Problem requirements -
Set down each entry as it stands. Skip the pictures.

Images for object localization
※

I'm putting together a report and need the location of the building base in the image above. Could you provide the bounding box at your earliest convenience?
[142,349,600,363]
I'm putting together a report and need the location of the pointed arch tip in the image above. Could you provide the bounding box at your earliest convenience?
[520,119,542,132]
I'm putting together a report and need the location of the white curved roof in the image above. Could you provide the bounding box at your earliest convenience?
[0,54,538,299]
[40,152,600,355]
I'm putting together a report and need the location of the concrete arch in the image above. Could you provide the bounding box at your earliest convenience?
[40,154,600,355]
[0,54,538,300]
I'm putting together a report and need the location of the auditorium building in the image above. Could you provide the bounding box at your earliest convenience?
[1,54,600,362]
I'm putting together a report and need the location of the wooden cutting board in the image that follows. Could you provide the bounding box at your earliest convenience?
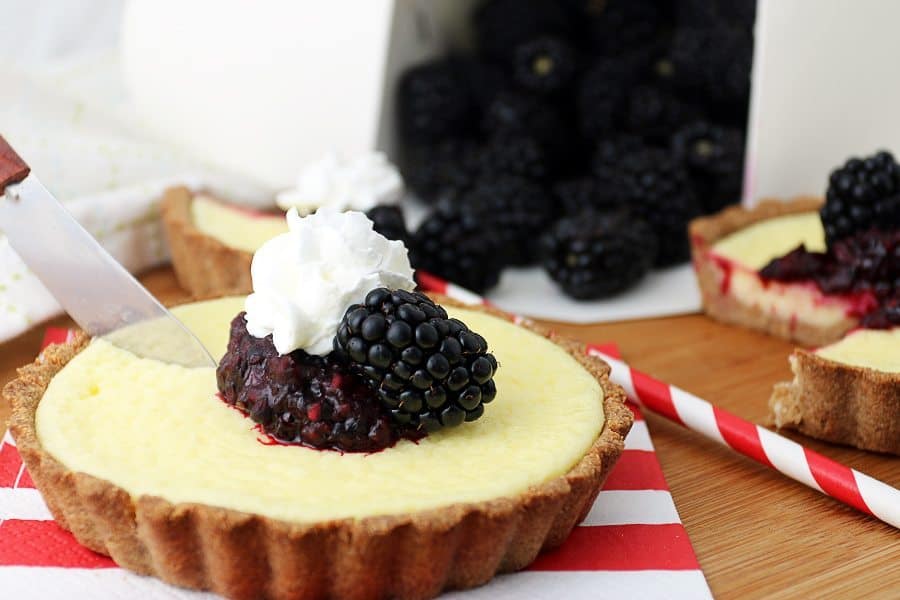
[1,267,897,599]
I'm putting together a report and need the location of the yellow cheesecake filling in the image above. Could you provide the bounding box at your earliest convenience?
[711,212,825,270]
[36,297,604,524]
[816,328,900,373]
[191,195,287,253]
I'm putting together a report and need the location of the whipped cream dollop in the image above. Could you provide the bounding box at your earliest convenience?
[244,208,415,355]
[275,152,404,214]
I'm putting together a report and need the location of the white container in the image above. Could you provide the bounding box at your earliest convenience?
[121,0,479,192]
[746,0,900,205]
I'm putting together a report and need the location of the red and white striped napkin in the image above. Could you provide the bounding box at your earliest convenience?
[0,331,711,599]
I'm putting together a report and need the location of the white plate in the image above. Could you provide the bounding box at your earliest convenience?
[487,264,701,324]
[405,199,702,324]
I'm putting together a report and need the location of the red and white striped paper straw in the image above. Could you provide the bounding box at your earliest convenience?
[588,346,900,529]
[417,272,900,530]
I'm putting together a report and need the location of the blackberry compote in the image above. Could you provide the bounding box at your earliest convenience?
[760,228,900,328]
[217,313,420,453]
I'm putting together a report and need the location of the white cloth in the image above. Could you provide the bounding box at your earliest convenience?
[0,179,187,341]
[0,54,265,343]
[0,0,122,66]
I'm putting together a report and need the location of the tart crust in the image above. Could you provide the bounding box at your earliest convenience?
[689,197,858,347]
[4,296,633,600]
[160,186,254,297]
[769,348,899,455]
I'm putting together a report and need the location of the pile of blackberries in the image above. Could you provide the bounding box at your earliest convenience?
[387,0,755,299]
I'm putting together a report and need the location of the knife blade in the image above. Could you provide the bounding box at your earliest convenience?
[0,135,215,368]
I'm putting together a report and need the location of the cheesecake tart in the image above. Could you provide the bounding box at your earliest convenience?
[6,279,631,600]
[161,186,285,297]
[769,328,899,455]
[162,153,404,298]
[693,150,899,453]
[692,151,900,347]
[689,196,863,346]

※

Reply -
I'm putting together a report and need the location of the building base in the image above. Could you provide the bounding box at your earliest convenience?
[142,349,600,363]
I'm putting together a report and need the location of the pointed arch tip in the image above. Could you provide the bounding box at your earliest convenience?
[520,119,542,132]
I'm putting together a report and need the location of the white curved roof in the image above. Could you provide the bounding box at your earliest convenience?
[0,54,538,299]
[40,152,600,355]
I'm putting together a report and need the location of the concrete arch in the image above. Could you provide the bounding box at your earliest convenience?
[40,154,600,355]
[0,54,538,300]
I'm putting together a report and need the location of the auditorium building in the image above. Could you provide the bounding box at your earliest convenience?
[1,54,600,362]
I'm putting together a report and need the location of the wooden cutting board in the image that follows. Could you provide the bounding box at your earliest convenience?
[1,267,897,599]
I'm putting together a report and need the location of the yellow cheesecake filling in the image above. Could you provide the bounding box at your earliest convenience?
[711,212,825,270]
[36,297,604,524]
[816,328,900,373]
[191,195,287,253]
I'm putting together a report and need the location of the whipped cream dollop in the image above. Could you provide the bounding box at your earliest convenience?
[244,208,415,355]
[275,152,404,214]
I'm putting together a report and need the location of the white container in the image above. Could you provide the bounding box at your earliest convenience?
[121,0,479,192]
[746,0,900,205]
I'm putting together a report and need the location of the red and white striped napkin in the image above. Could you provide the bounding box at your earliest convenience?
[0,331,711,599]
I'm putting together a report and need the location of the white plate in the image above. Could you provide the bounding box at your earliest convenience?
[487,264,701,324]
[405,199,702,324]
I'm putting together a report and need the location of the red and white striped paper straw in the image above. Could you provide the bounding box at your earliest convenience?
[588,346,900,529]
[417,272,900,530]
I'm putting together a report and need the location of the blackberry compote in the image above. Could you provide the bounding box at your earliest convenience?
[760,228,900,328]
[217,313,420,453]
I'm putting together a report and need the location of the white cloth in the image above. Could you provide the bounding box at your earliest convenience?
[0,179,187,341]
[0,54,265,343]
[0,0,122,66]
I'm putting together a report and need the location of the tart crust in the image above. Could you provide the bounding box at your earliest convenience?
[689,197,858,347]
[4,296,633,600]
[160,186,254,297]
[769,348,899,455]
I'm putting together a report and need the location of the pile of blackberries in the image above. Could you provide the bounding box at your earliest convenience?
[387,0,755,299]
I'm putting together a report and need the location of the knife blade in the image above. Could you provide the bounding box at your earliest convenience?
[0,135,215,368]
I'm putting together a report and need the location of the cheesecake tart in the image above. Could you provide the bounding box at your earliest convenience?
[6,279,631,600]
[161,186,285,297]
[769,328,899,455]
[162,153,404,298]
[693,150,899,453]
[692,151,900,347]
[689,196,863,346]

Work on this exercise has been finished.